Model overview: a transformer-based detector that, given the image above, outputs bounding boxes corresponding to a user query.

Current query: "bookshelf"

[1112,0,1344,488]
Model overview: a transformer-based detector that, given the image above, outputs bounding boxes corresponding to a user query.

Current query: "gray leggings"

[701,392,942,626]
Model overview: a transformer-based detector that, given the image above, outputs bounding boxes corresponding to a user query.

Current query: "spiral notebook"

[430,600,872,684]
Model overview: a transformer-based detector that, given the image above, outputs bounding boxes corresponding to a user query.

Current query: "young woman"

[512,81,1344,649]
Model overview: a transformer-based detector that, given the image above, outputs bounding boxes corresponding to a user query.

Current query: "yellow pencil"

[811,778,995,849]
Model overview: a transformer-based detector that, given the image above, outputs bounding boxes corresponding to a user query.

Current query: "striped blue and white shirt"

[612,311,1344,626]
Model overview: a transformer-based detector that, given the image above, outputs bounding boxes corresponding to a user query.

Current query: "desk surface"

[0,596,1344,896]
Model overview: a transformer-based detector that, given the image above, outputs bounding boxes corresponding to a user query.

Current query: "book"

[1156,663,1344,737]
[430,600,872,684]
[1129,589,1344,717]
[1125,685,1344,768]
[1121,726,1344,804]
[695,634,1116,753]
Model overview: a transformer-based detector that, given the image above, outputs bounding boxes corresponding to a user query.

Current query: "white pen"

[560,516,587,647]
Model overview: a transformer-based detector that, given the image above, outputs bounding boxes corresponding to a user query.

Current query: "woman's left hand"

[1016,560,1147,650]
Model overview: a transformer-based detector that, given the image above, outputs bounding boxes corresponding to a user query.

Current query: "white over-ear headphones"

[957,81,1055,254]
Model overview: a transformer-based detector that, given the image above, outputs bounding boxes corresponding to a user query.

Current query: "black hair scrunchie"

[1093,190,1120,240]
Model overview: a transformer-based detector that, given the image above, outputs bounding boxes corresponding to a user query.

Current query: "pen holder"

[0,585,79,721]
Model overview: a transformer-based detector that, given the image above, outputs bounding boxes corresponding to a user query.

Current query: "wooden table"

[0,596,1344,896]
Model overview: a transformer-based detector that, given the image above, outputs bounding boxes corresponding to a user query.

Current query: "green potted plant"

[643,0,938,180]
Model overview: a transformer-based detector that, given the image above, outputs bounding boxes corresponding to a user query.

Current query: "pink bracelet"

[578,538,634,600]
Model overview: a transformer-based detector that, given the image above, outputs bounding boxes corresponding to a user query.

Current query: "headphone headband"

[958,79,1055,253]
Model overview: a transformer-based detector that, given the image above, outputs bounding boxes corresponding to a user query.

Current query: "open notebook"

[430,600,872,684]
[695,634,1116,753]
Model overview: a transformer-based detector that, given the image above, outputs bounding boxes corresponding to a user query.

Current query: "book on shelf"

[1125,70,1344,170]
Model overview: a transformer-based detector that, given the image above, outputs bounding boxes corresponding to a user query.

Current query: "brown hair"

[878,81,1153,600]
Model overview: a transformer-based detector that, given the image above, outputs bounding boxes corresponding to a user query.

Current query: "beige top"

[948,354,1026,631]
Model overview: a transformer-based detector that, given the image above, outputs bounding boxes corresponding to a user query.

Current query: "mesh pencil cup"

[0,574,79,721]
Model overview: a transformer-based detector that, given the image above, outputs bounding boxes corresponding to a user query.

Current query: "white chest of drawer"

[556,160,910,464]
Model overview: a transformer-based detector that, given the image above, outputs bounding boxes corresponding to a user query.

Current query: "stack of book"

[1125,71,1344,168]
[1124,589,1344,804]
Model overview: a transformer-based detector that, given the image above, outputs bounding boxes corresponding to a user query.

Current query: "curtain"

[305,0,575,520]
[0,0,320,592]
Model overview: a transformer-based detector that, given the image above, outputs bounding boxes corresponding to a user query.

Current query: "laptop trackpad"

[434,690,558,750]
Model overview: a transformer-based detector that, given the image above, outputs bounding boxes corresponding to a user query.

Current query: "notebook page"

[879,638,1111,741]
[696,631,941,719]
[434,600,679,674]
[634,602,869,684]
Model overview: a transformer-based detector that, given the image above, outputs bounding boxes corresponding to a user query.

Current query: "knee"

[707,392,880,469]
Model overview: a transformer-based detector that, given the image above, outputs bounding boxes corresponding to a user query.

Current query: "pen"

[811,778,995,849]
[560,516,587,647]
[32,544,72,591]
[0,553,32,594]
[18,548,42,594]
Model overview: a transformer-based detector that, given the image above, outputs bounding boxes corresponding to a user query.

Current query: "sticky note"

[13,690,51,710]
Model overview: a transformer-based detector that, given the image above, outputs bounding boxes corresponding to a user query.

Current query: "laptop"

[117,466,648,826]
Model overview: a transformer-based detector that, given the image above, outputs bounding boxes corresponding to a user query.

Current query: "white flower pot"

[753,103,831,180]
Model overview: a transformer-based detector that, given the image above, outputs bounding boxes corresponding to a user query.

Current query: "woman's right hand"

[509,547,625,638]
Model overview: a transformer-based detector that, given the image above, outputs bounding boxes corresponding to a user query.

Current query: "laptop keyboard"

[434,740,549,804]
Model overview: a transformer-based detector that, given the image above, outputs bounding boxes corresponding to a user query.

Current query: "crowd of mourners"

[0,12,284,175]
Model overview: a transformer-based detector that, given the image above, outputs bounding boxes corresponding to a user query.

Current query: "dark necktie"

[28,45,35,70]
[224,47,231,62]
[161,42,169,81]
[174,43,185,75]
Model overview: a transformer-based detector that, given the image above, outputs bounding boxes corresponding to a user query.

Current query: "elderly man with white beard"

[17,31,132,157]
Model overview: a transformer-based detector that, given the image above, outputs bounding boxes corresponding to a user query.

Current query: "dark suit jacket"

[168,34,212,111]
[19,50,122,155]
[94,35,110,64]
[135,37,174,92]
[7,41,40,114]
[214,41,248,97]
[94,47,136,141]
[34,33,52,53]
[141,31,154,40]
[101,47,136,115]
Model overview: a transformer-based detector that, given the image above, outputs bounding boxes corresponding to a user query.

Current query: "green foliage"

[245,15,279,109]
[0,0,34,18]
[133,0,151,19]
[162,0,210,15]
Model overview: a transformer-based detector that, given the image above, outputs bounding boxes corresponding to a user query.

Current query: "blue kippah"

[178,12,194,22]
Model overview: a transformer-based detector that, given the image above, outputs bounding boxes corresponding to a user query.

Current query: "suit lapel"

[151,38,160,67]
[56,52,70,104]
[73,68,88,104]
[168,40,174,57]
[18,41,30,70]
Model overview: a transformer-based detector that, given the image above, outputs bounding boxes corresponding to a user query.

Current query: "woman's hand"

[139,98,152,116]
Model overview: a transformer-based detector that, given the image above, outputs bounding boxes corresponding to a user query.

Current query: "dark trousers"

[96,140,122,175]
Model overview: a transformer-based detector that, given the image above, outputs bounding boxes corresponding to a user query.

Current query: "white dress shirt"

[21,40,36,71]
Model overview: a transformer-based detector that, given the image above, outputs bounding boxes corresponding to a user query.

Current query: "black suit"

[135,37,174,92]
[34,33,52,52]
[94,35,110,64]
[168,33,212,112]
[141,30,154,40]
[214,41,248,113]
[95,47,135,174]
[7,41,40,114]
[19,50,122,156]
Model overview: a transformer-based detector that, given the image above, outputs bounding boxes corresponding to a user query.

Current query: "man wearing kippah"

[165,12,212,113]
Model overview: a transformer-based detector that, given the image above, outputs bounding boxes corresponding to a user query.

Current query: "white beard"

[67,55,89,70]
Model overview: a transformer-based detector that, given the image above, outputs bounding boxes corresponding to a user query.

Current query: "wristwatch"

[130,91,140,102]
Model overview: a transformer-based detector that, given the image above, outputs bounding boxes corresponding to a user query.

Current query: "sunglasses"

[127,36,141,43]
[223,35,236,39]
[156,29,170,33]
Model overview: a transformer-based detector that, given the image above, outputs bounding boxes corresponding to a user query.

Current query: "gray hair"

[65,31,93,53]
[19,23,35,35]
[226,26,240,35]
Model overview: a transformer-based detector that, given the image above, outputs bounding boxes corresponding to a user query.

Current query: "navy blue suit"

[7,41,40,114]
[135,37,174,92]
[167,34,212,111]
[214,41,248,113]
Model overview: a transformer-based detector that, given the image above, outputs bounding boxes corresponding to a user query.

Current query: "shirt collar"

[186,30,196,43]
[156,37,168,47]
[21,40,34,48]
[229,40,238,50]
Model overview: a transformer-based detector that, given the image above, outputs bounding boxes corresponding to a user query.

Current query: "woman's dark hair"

··········

Challenge
Report how many lines of the rows above contain the string "hand", with case counting. Give only the number.

Written solution
3